DESCRIPTION OF THE TASK:
Report each line from the data below that holds the word "peak".

RECORDED DATA:
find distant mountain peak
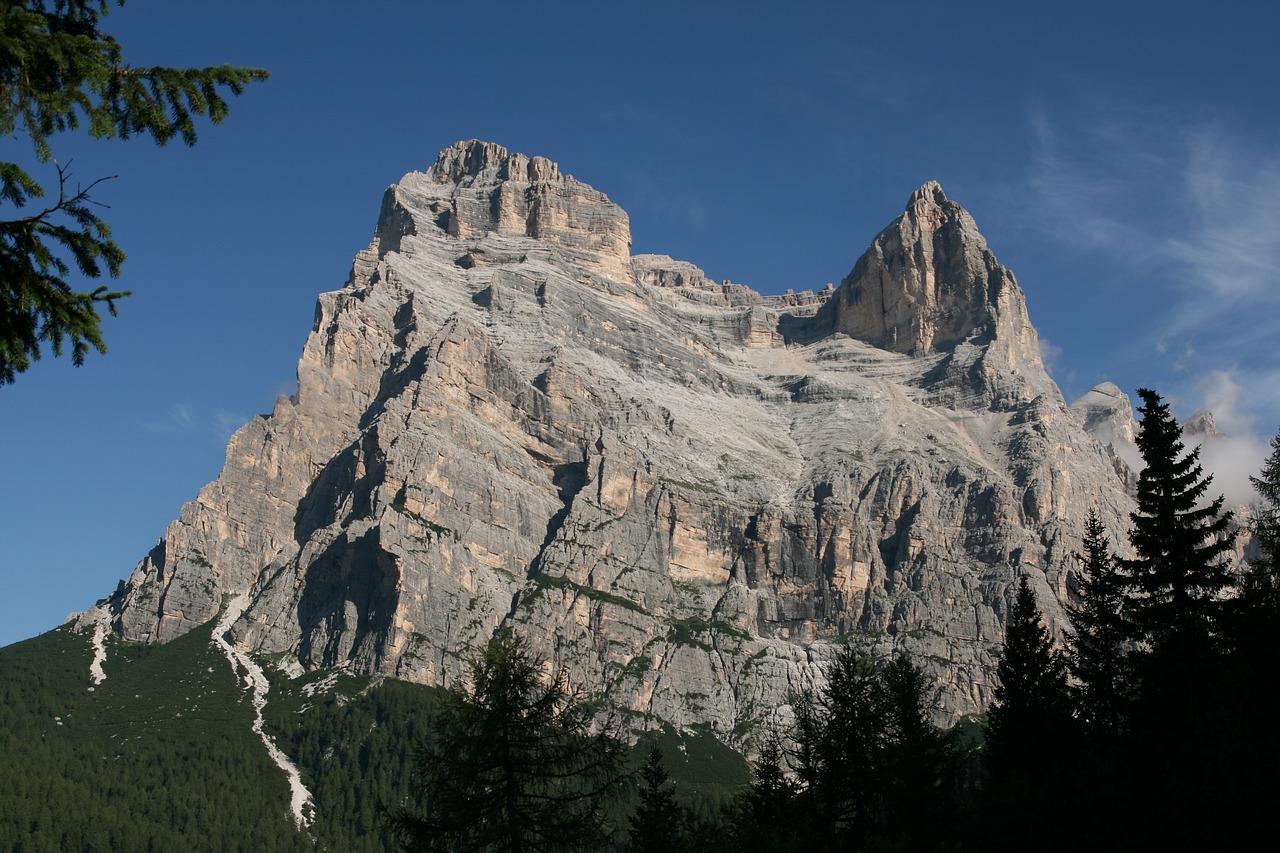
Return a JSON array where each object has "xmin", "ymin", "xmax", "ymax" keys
[{"xmin": 1185, "ymin": 409, "xmax": 1220, "ymax": 438}]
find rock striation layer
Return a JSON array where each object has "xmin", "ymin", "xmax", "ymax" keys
[{"xmin": 92, "ymin": 140, "xmax": 1136, "ymax": 737}]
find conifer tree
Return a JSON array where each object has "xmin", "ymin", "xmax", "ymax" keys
[
  {"xmin": 736, "ymin": 729, "xmax": 798, "ymax": 852},
  {"xmin": 388, "ymin": 628, "xmax": 631, "ymax": 852},
  {"xmin": 1065, "ymin": 510, "xmax": 1129, "ymax": 736},
  {"xmin": 629, "ymin": 745, "xmax": 684, "ymax": 853},
  {"xmin": 1214, "ymin": 426, "xmax": 1280, "ymax": 847},
  {"xmin": 1, "ymin": 0, "xmax": 268, "ymax": 384},
  {"xmin": 785, "ymin": 648, "xmax": 967, "ymax": 850},
  {"xmin": 878, "ymin": 654, "xmax": 964, "ymax": 849},
  {"xmin": 1242, "ymin": 427, "xmax": 1280, "ymax": 598},
  {"xmin": 1119, "ymin": 389, "xmax": 1235, "ymax": 650},
  {"xmin": 984, "ymin": 576, "xmax": 1072, "ymax": 781},
  {"xmin": 1112, "ymin": 390, "xmax": 1239, "ymax": 849},
  {"xmin": 802, "ymin": 647, "xmax": 891, "ymax": 842},
  {"xmin": 981, "ymin": 577, "xmax": 1075, "ymax": 850}
]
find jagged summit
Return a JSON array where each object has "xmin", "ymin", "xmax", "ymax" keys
[
  {"xmin": 1185, "ymin": 409, "xmax": 1220, "ymax": 438},
  {"xmin": 812, "ymin": 178, "xmax": 1034, "ymax": 361},
  {"xmin": 84, "ymin": 142, "xmax": 1136, "ymax": 735},
  {"xmin": 430, "ymin": 139, "xmax": 564, "ymax": 185},
  {"xmin": 907, "ymin": 179, "xmax": 951, "ymax": 210},
  {"xmin": 377, "ymin": 139, "xmax": 632, "ymax": 279},
  {"xmin": 1071, "ymin": 382, "xmax": 1136, "ymax": 438}
]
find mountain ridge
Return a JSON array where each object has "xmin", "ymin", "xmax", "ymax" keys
[{"xmin": 80, "ymin": 140, "xmax": 1136, "ymax": 735}]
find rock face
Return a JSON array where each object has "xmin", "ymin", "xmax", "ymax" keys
[
  {"xmin": 1069, "ymin": 382, "xmax": 1141, "ymax": 484},
  {"xmin": 95, "ymin": 140, "xmax": 1136, "ymax": 737}
]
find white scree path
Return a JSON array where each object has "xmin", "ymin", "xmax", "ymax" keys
[
  {"xmin": 213, "ymin": 593, "xmax": 315, "ymax": 829},
  {"xmin": 87, "ymin": 606, "xmax": 109, "ymax": 686}
]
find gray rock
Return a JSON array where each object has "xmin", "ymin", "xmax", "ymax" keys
[
  {"xmin": 90, "ymin": 140, "xmax": 1136, "ymax": 740},
  {"xmin": 1069, "ymin": 382, "xmax": 1140, "ymax": 483}
]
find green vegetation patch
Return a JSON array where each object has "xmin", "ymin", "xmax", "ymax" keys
[
  {"xmin": 659, "ymin": 476, "xmax": 723, "ymax": 496},
  {"xmin": 530, "ymin": 572, "xmax": 650, "ymax": 616},
  {"xmin": 632, "ymin": 722, "xmax": 751, "ymax": 790},
  {"xmin": 666, "ymin": 616, "xmax": 753, "ymax": 650}
]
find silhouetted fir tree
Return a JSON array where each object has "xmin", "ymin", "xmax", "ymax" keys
[
  {"xmin": 779, "ymin": 648, "xmax": 972, "ymax": 851},
  {"xmin": 800, "ymin": 647, "xmax": 891, "ymax": 846},
  {"xmin": 1117, "ymin": 389, "xmax": 1238, "ymax": 849},
  {"xmin": 1065, "ymin": 511, "xmax": 1130, "ymax": 737},
  {"xmin": 783, "ymin": 688, "xmax": 832, "ymax": 850},
  {"xmin": 388, "ymin": 628, "xmax": 631, "ymax": 852},
  {"xmin": 878, "ymin": 654, "xmax": 966, "ymax": 850},
  {"xmin": 1212, "ymin": 426, "xmax": 1280, "ymax": 847},
  {"xmin": 1059, "ymin": 512, "xmax": 1141, "ymax": 845},
  {"xmin": 735, "ymin": 729, "xmax": 798, "ymax": 852},
  {"xmin": 629, "ymin": 745, "xmax": 684, "ymax": 853},
  {"xmin": 1, "ymin": 0, "xmax": 268, "ymax": 383},
  {"xmin": 982, "ymin": 577, "xmax": 1074, "ymax": 850},
  {"xmin": 1120, "ymin": 389, "xmax": 1236, "ymax": 651},
  {"xmin": 985, "ymin": 578, "xmax": 1072, "ymax": 769},
  {"xmin": 1238, "ymin": 427, "xmax": 1280, "ymax": 606}
]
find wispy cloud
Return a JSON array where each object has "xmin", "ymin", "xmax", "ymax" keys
[
  {"xmin": 138, "ymin": 403, "xmax": 198, "ymax": 434},
  {"xmin": 214, "ymin": 411, "xmax": 249, "ymax": 442},
  {"xmin": 1037, "ymin": 336, "xmax": 1077, "ymax": 395},
  {"xmin": 1029, "ymin": 113, "xmax": 1280, "ymax": 305},
  {"xmin": 138, "ymin": 403, "xmax": 247, "ymax": 443},
  {"xmin": 1024, "ymin": 109, "xmax": 1280, "ymax": 488},
  {"xmin": 1164, "ymin": 130, "xmax": 1280, "ymax": 333}
]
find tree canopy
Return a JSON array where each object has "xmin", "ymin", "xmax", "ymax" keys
[
  {"xmin": 388, "ymin": 628, "xmax": 632, "ymax": 852},
  {"xmin": 1246, "ymin": 427, "xmax": 1280, "ymax": 587},
  {"xmin": 1119, "ymin": 388, "xmax": 1235, "ymax": 649},
  {"xmin": 984, "ymin": 577, "xmax": 1072, "ymax": 776},
  {"xmin": 0, "ymin": 0, "xmax": 267, "ymax": 384},
  {"xmin": 1066, "ymin": 510, "xmax": 1129, "ymax": 737}
]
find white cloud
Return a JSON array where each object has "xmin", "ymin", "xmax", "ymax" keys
[
  {"xmin": 1038, "ymin": 336, "xmax": 1076, "ymax": 391},
  {"xmin": 1164, "ymin": 129, "xmax": 1280, "ymax": 326},
  {"xmin": 170, "ymin": 404, "xmax": 196, "ymax": 430},
  {"xmin": 1184, "ymin": 371, "xmax": 1271, "ymax": 507},
  {"xmin": 1024, "ymin": 110, "xmax": 1280, "ymax": 436}
]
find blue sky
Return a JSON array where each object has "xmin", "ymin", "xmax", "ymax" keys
[{"xmin": 2, "ymin": 0, "xmax": 1278, "ymax": 647}]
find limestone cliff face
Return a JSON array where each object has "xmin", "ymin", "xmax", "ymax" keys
[
  {"xmin": 97, "ymin": 141, "xmax": 1135, "ymax": 737},
  {"xmin": 809, "ymin": 182, "xmax": 1044, "ymax": 410},
  {"xmin": 1070, "ymin": 382, "xmax": 1140, "ymax": 486}
]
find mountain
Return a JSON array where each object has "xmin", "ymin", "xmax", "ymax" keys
[{"xmin": 78, "ymin": 139, "xmax": 1134, "ymax": 738}]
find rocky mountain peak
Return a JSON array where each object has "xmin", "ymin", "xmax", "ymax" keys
[
  {"xmin": 430, "ymin": 139, "xmax": 564, "ymax": 186},
  {"xmin": 1184, "ymin": 409, "xmax": 1220, "ymax": 438},
  {"xmin": 1070, "ymin": 382, "xmax": 1140, "ymax": 482},
  {"xmin": 373, "ymin": 139, "xmax": 632, "ymax": 279},
  {"xmin": 802, "ymin": 182, "xmax": 1046, "ymax": 410},
  {"xmin": 87, "ymin": 142, "xmax": 1137, "ymax": 737},
  {"xmin": 1070, "ymin": 383, "xmax": 1136, "ymax": 439},
  {"xmin": 905, "ymin": 179, "xmax": 955, "ymax": 221},
  {"xmin": 813, "ymin": 180, "xmax": 1018, "ymax": 352}
]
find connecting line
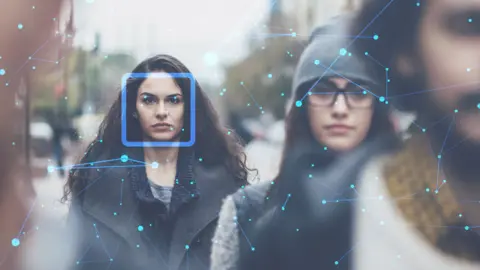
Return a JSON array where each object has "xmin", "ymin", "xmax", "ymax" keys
[
  {"xmin": 336, "ymin": 242, "xmax": 360, "ymax": 264},
  {"xmin": 299, "ymin": 0, "xmax": 396, "ymax": 102},
  {"xmin": 385, "ymin": 68, "xmax": 389, "ymax": 98},
  {"xmin": 437, "ymin": 116, "xmax": 455, "ymax": 189},
  {"xmin": 444, "ymin": 136, "xmax": 470, "ymax": 153},
  {"xmin": 69, "ymin": 165, "xmax": 146, "ymax": 170},
  {"xmin": 388, "ymin": 80, "xmax": 480, "ymax": 99},
  {"xmin": 317, "ymin": 62, "xmax": 380, "ymax": 98},
  {"xmin": 240, "ymin": 83, "xmax": 262, "ymax": 111},
  {"xmin": 120, "ymin": 179, "xmax": 124, "ymax": 206},
  {"xmin": 426, "ymin": 114, "xmax": 452, "ymax": 130},
  {"xmin": 11, "ymin": 38, "xmax": 51, "ymax": 79},
  {"xmin": 77, "ymin": 241, "xmax": 93, "ymax": 264},
  {"xmin": 281, "ymin": 194, "xmax": 292, "ymax": 211},
  {"xmin": 366, "ymin": 53, "xmax": 387, "ymax": 69},
  {"xmin": 236, "ymin": 220, "xmax": 254, "ymax": 251},
  {"xmin": 59, "ymin": 158, "xmax": 122, "ymax": 170},
  {"xmin": 30, "ymin": 58, "xmax": 57, "ymax": 63},
  {"xmin": 254, "ymin": 33, "xmax": 375, "ymax": 39},
  {"xmin": 16, "ymin": 198, "xmax": 38, "ymax": 239},
  {"xmin": 127, "ymin": 159, "xmax": 149, "ymax": 165},
  {"xmin": 93, "ymin": 225, "xmax": 112, "ymax": 260}
]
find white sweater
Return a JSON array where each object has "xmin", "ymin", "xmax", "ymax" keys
[{"xmin": 354, "ymin": 156, "xmax": 480, "ymax": 270}]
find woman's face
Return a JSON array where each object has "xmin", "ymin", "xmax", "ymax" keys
[
  {"xmin": 307, "ymin": 77, "xmax": 374, "ymax": 152},
  {"xmin": 136, "ymin": 71, "xmax": 184, "ymax": 142}
]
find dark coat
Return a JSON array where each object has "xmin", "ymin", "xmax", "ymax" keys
[{"xmin": 68, "ymin": 160, "xmax": 242, "ymax": 270}]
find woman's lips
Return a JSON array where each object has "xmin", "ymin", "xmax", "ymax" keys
[
  {"xmin": 151, "ymin": 123, "xmax": 173, "ymax": 131},
  {"xmin": 325, "ymin": 124, "xmax": 353, "ymax": 135}
]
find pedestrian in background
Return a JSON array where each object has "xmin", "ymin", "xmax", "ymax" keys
[{"xmin": 210, "ymin": 16, "xmax": 397, "ymax": 270}]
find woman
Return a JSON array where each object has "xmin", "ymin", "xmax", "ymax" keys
[
  {"xmin": 63, "ymin": 54, "xmax": 254, "ymax": 270},
  {"xmin": 210, "ymin": 18, "xmax": 398, "ymax": 270}
]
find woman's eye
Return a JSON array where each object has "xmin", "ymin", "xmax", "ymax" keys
[
  {"xmin": 448, "ymin": 13, "xmax": 480, "ymax": 37},
  {"xmin": 141, "ymin": 95, "xmax": 156, "ymax": 105},
  {"xmin": 167, "ymin": 95, "xmax": 183, "ymax": 104}
]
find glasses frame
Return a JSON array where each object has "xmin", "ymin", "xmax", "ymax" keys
[{"xmin": 307, "ymin": 86, "xmax": 376, "ymax": 109}]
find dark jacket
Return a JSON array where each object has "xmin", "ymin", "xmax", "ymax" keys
[{"xmin": 68, "ymin": 157, "xmax": 242, "ymax": 270}]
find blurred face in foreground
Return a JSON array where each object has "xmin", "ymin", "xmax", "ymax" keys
[
  {"xmin": 414, "ymin": 0, "xmax": 480, "ymax": 142},
  {"xmin": 0, "ymin": 0, "xmax": 65, "ymax": 268},
  {"xmin": 307, "ymin": 77, "xmax": 375, "ymax": 152}
]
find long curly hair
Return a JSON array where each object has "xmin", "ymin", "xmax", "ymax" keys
[{"xmin": 63, "ymin": 54, "xmax": 254, "ymax": 202}]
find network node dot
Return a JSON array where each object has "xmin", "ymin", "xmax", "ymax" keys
[
  {"xmin": 477, "ymin": 103, "xmax": 480, "ymax": 109},
  {"xmin": 199, "ymin": 158, "xmax": 203, "ymax": 162},
  {"xmin": 437, "ymin": 155, "xmax": 442, "ymax": 159},
  {"xmin": 467, "ymin": 68, "xmax": 471, "ymax": 72},
  {"xmin": 47, "ymin": 166, "xmax": 55, "ymax": 173},
  {"xmin": 350, "ymin": 184, "xmax": 355, "ymax": 189},
  {"xmin": 32, "ymin": 66, "xmax": 36, "ymax": 70},
  {"xmin": 426, "ymin": 188, "xmax": 430, "ymax": 192},
  {"xmin": 296, "ymin": 228, "xmax": 299, "ymax": 232},
  {"xmin": 185, "ymin": 245, "xmax": 190, "ymax": 250},
  {"xmin": 113, "ymin": 212, "xmax": 117, "ymax": 216},
  {"xmin": 281, "ymin": 207, "xmax": 285, "ymax": 211},
  {"xmin": 295, "ymin": 100, "xmax": 302, "ymax": 107},
  {"xmin": 365, "ymin": 52, "xmax": 369, "ymax": 55},
  {"xmin": 454, "ymin": 109, "xmax": 459, "ymax": 113},
  {"xmin": 251, "ymin": 247, "xmax": 255, "ymax": 251},
  {"xmin": 0, "ymin": 69, "xmax": 5, "ymax": 76},
  {"xmin": 335, "ymin": 261, "xmax": 339, "ymax": 265},
  {"xmin": 110, "ymin": 258, "xmax": 113, "ymax": 262},
  {"xmin": 120, "ymin": 155, "xmax": 128, "ymax": 162},
  {"xmin": 308, "ymin": 174, "xmax": 312, "ymax": 178},
  {"xmin": 268, "ymin": 74, "xmax": 272, "ymax": 78},
  {"xmin": 18, "ymin": 24, "xmax": 24, "ymax": 30},
  {"xmin": 11, "ymin": 238, "xmax": 20, "ymax": 247},
  {"xmin": 281, "ymin": 92, "xmax": 285, "ymax": 96},
  {"xmin": 422, "ymin": 128, "xmax": 426, "ymax": 132},
  {"xmin": 151, "ymin": 162, "xmax": 159, "ymax": 169},
  {"xmin": 465, "ymin": 226, "xmax": 470, "ymax": 231},
  {"xmin": 322, "ymin": 200, "xmax": 326, "ymax": 205},
  {"xmin": 314, "ymin": 60, "xmax": 320, "ymax": 65},
  {"xmin": 137, "ymin": 225, "xmax": 144, "ymax": 232},
  {"xmin": 339, "ymin": 48, "xmax": 347, "ymax": 56},
  {"xmin": 379, "ymin": 96, "xmax": 386, "ymax": 102},
  {"xmin": 373, "ymin": 34, "xmax": 379, "ymax": 40},
  {"xmin": 291, "ymin": 32, "xmax": 297, "ymax": 37}
]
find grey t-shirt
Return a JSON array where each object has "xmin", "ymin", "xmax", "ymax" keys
[{"xmin": 149, "ymin": 180, "xmax": 173, "ymax": 211}]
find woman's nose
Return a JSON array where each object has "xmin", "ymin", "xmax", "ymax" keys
[{"xmin": 155, "ymin": 102, "xmax": 168, "ymax": 118}]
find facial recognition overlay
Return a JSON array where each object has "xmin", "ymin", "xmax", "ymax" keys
[{"xmin": 121, "ymin": 72, "xmax": 196, "ymax": 147}]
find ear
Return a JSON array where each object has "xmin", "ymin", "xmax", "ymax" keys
[{"xmin": 395, "ymin": 53, "xmax": 416, "ymax": 77}]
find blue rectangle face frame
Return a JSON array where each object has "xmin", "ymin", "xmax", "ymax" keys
[{"xmin": 121, "ymin": 72, "xmax": 196, "ymax": 147}]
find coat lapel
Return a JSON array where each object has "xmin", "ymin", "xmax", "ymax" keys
[
  {"xmin": 80, "ymin": 165, "xmax": 143, "ymax": 249},
  {"xmin": 168, "ymin": 164, "xmax": 241, "ymax": 270}
]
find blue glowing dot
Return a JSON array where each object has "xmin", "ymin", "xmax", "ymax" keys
[
  {"xmin": 76, "ymin": 261, "xmax": 80, "ymax": 265},
  {"xmin": 379, "ymin": 96, "xmax": 385, "ymax": 102},
  {"xmin": 268, "ymin": 74, "xmax": 272, "ymax": 78},
  {"xmin": 281, "ymin": 206, "xmax": 285, "ymax": 211},
  {"xmin": 373, "ymin": 34, "xmax": 379, "ymax": 40},
  {"xmin": 185, "ymin": 245, "xmax": 190, "ymax": 250},
  {"xmin": 110, "ymin": 258, "xmax": 113, "ymax": 262},
  {"xmin": 222, "ymin": 88, "xmax": 226, "ymax": 92},
  {"xmin": 385, "ymin": 101, "xmax": 389, "ymax": 105},
  {"xmin": 348, "ymin": 53, "xmax": 352, "ymax": 56},
  {"xmin": 454, "ymin": 109, "xmax": 459, "ymax": 113},
  {"xmin": 387, "ymin": 79, "xmax": 391, "ymax": 83},
  {"xmin": 443, "ymin": 179, "xmax": 447, "ymax": 183},
  {"xmin": 137, "ymin": 225, "xmax": 144, "ymax": 232},
  {"xmin": 287, "ymin": 193, "xmax": 291, "ymax": 197},
  {"xmin": 425, "ymin": 188, "xmax": 430, "ymax": 192},
  {"xmin": 416, "ymin": 2, "xmax": 420, "ymax": 6},
  {"xmin": 296, "ymin": 228, "xmax": 299, "ymax": 232},
  {"xmin": 422, "ymin": 128, "xmax": 426, "ymax": 132},
  {"xmin": 120, "ymin": 154, "xmax": 128, "ymax": 162},
  {"xmin": 362, "ymin": 90, "xmax": 367, "ymax": 95},
  {"xmin": 120, "ymin": 203, "xmax": 122, "ymax": 206},
  {"xmin": 322, "ymin": 200, "xmax": 326, "ymax": 205},
  {"xmin": 385, "ymin": 68, "xmax": 389, "ymax": 71},
  {"xmin": 47, "ymin": 166, "xmax": 55, "ymax": 173},
  {"xmin": 113, "ymin": 212, "xmax": 117, "ymax": 216},
  {"xmin": 437, "ymin": 155, "xmax": 441, "ymax": 159},
  {"xmin": 281, "ymin": 92, "xmax": 285, "ymax": 96},
  {"xmin": 151, "ymin": 162, "xmax": 159, "ymax": 169},
  {"xmin": 220, "ymin": 92, "xmax": 224, "ymax": 96},
  {"xmin": 465, "ymin": 226, "xmax": 470, "ymax": 231},
  {"xmin": 335, "ymin": 261, "xmax": 339, "ymax": 265},
  {"xmin": 364, "ymin": 52, "xmax": 369, "ymax": 56},
  {"xmin": 459, "ymin": 214, "xmax": 463, "ymax": 218},
  {"xmin": 311, "ymin": 163, "xmax": 315, "ymax": 167},
  {"xmin": 324, "ymin": 146, "xmax": 328, "ymax": 151},
  {"xmin": 32, "ymin": 66, "xmax": 36, "ymax": 70},
  {"xmin": 99, "ymin": 139, "xmax": 103, "ymax": 143},
  {"xmin": 435, "ymin": 190, "xmax": 439, "ymax": 194},
  {"xmin": 314, "ymin": 60, "xmax": 320, "ymax": 65},
  {"xmin": 468, "ymin": 18, "xmax": 473, "ymax": 23},
  {"xmin": 5, "ymin": 83, "xmax": 8, "ymax": 86},
  {"xmin": 11, "ymin": 238, "xmax": 20, "ymax": 247},
  {"xmin": 477, "ymin": 103, "xmax": 480, "ymax": 109},
  {"xmin": 136, "ymin": 244, "xmax": 140, "ymax": 248},
  {"xmin": 308, "ymin": 174, "xmax": 312, "ymax": 178},
  {"xmin": 295, "ymin": 100, "xmax": 302, "ymax": 107},
  {"xmin": 0, "ymin": 69, "xmax": 5, "ymax": 76},
  {"xmin": 350, "ymin": 184, "xmax": 355, "ymax": 189},
  {"xmin": 18, "ymin": 24, "xmax": 24, "ymax": 30},
  {"xmin": 339, "ymin": 48, "xmax": 347, "ymax": 56},
  {"xmin": 199, "ymin": 158, "xmax": 203, "ymax": 162},
  {"xmin": 251, "ymin": 247, "xmax": 255, "ymax": 251},
  {"xmin": 291, "ymin": 32, "xmax": 297, "ymax": 37},
  {"xmin": 240, "ymin": 81, "xmax": 244, "ymax": 85}
]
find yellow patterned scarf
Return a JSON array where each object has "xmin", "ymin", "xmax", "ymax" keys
[{"xmin": 384, "ymin": 134, "xmax": 480, "ymax": 261}]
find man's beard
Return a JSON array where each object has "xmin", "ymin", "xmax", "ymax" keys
[{"xmin": 420, "ymin": 95, "xmax": 480, "ymax": 185}]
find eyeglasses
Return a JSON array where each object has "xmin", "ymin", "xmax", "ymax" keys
[{"xmin": 307, "ymin": 85, "xmax": 375, "ymax": 109}]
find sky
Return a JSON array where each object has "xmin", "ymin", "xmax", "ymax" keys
[{"xmin": 73, "ymin": 0, "xmax": 271, "ymax": 86}]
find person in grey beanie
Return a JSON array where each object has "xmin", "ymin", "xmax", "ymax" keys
[{"xmin": 210, "ymin": 15, "xmax": 399, "ymax": 270}]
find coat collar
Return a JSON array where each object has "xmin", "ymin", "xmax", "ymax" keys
[{"xmin": 80, "ymin": 160, "xmax": 241, "ymax": 269}]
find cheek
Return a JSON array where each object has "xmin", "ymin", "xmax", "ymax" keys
[
  {"xmin": 308, "ymin": 107, "xmax": 328, "ymax": 138},
  {"xmin": 419, "ymin": 24, "xmax": 480, "ymax": 109}
]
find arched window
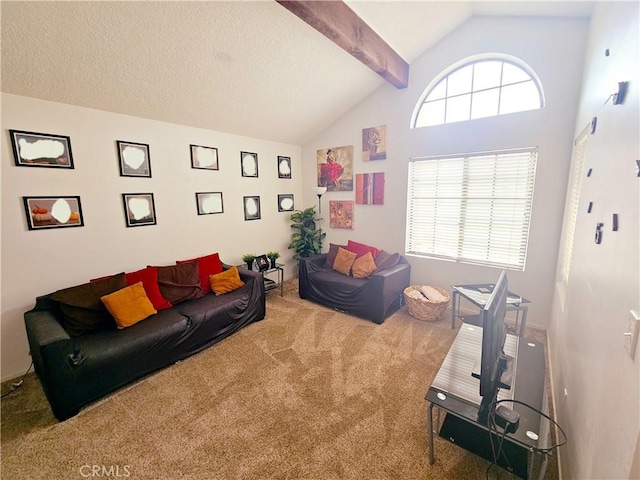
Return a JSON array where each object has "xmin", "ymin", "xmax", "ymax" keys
[{"xmin": 411, "ymin": 54, "xmax": 544, "ymax": 127}]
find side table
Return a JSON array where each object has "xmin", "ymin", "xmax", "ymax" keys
[
  {"xmin": 238, "ymin": 263, "xmax": 284, "ymax": 296},
  {"xmin": 451, "ymin": 283, "xmax": 530, "ymax": 336}
]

WRITTEN SOLUTION:
find distant mountain peak
find rocky mountain peak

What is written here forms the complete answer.